### WHAT YOU ARE ASKED TO DO
Set the listing down unchanged, minus every embedded image.

BEGIN

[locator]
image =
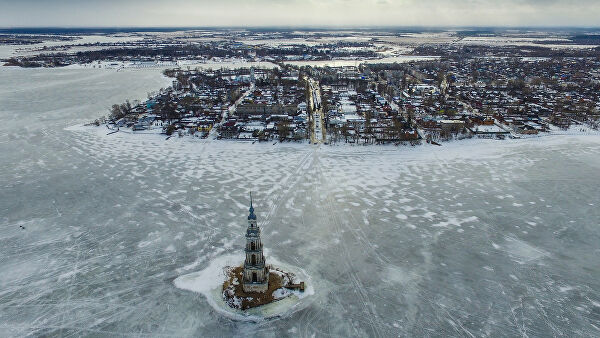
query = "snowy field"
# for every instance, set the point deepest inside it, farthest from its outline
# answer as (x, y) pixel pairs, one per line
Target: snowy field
(474, 238)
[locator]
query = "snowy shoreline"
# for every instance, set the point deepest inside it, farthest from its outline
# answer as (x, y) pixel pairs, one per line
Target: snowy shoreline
(464, 147)
(209, 283)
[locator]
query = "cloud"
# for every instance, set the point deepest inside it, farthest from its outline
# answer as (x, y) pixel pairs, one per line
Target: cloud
(299, 13)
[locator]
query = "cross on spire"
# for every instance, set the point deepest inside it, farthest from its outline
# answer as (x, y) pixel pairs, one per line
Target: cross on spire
(252, 215)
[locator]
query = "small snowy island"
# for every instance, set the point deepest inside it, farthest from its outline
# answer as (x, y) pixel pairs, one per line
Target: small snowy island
(253, 290)
(255, 283)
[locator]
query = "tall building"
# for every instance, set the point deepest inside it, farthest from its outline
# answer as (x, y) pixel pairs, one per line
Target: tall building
(256, 272)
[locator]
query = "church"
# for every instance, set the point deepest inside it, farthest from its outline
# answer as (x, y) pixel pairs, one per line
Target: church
(256, 272)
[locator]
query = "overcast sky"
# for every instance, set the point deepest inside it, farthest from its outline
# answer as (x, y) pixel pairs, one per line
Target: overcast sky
(84, 13)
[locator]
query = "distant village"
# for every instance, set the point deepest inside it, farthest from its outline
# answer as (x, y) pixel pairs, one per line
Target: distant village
(409, 103)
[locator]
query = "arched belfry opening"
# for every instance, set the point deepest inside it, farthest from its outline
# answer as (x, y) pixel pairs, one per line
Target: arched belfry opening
(256, 272)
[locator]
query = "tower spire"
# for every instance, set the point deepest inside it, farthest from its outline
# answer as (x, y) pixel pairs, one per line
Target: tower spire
(252, 216)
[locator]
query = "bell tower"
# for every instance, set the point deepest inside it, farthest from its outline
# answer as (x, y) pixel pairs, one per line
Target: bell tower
(256, 272)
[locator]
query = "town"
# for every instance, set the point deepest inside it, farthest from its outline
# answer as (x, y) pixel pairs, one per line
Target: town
(389, 103)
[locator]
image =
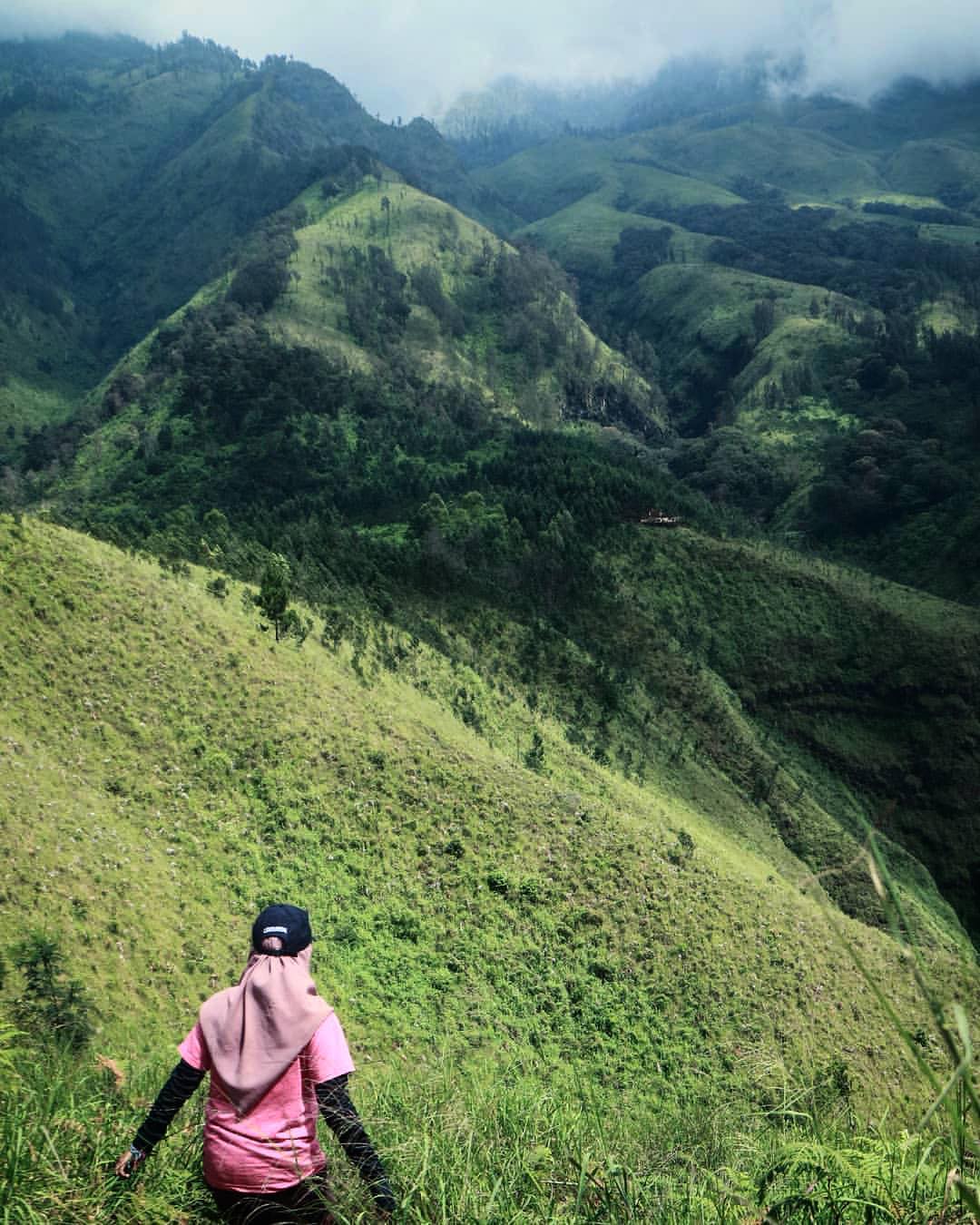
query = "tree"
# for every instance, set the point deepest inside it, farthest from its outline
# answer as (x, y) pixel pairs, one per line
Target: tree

END

### FINISHED ANSWER
[locator]
image =
query = "snowy field"
# for every instance, set the point deepest inside it, farthest from its outline
# answer as (x, y) pixel pairs, one per line
Target: snowy field
(474, 238)
[locator]
query = "snowy shoreline"
# for every instance, set the point deepest inside it, farthest from its outline
# answer as (x, y) pixel pairs, one per line
Target: snowy shoreline
(464, 147)
(209, 283)
[locator]
query = "cloud"
# for every instance, set the point deepest inside it, farthest from its outline
# answer as (x, y) pixel pairs, one per line
Target: cloud
(299, 13)
[locator]
query = "cross on spire"
# for every instance, set the point deepest inside it, farthest from its outline
# answer as (x, y) pixel pairs, one per line
Target: cross on spire
(252, 215)
[locator]
query = "small snowy island"
# for every instance, set the point deepest inside it, farthest from its outline
# answer as (x, y) pixel pairs, one per line
Target: small snowy island
(253, 290)
(255, 283)
[locator]
query = "tall building"
# for every instance, set the point deepest inside it, farthest from its outline
# answer as (x, y) pixel pairs, one per line
Target: tall building
(256, 272)
[locator]
query = "church"
# for every instance, set the point deepest inside it, farthest from its outline
# answer as (x, y) pixel pairs, one per line
Target: church
(256, 272)
[locator]
query = "overcast sky"
# for every instance, set the point deepest inside it, farthest from its outline
# answer as (x, y) pixel pairs, one per line
Target: overcast sky
(84, 13)
[locator]
query = "distant village"
# for every instance, set the point deepest inside it, farthest from its outline
# answer as (x, y) pixel pairs, one per line
Target: distant village
(409, 103)
[locator]
query = "arched belfry opening"
# for every instance, set the point deepest inside it, farthest from its outline
# answer as (x, y) pixel pairs, one per line
Target: arched belfry opening
(256, 272)
[locator]
query = "tower spire"
# for every instance, set the point deepest inside it, farthest from its outline
# answer as (x, y) pixel pairs, one per line
Target: tower spire
(252, 216)
[locator]
query = "bell tower"
# for every instance, set the point deepest inside it, farthest from its outline
# answer as (x, y) pixel pairs, one per line
Target: bell tower
(256, 272)
[locator]
query = "town"
# for every instance, set the point deepest inside it, farthest from its outline
# answer as (x, y) pixel pairs, one per line
Target: town
(389, 103)
[locator]
image =
query = "tree"
# for every instance, set the point deepest inside it, farthest from its outline
# answer as (x, y) pixel pairs, one per line
Target: tree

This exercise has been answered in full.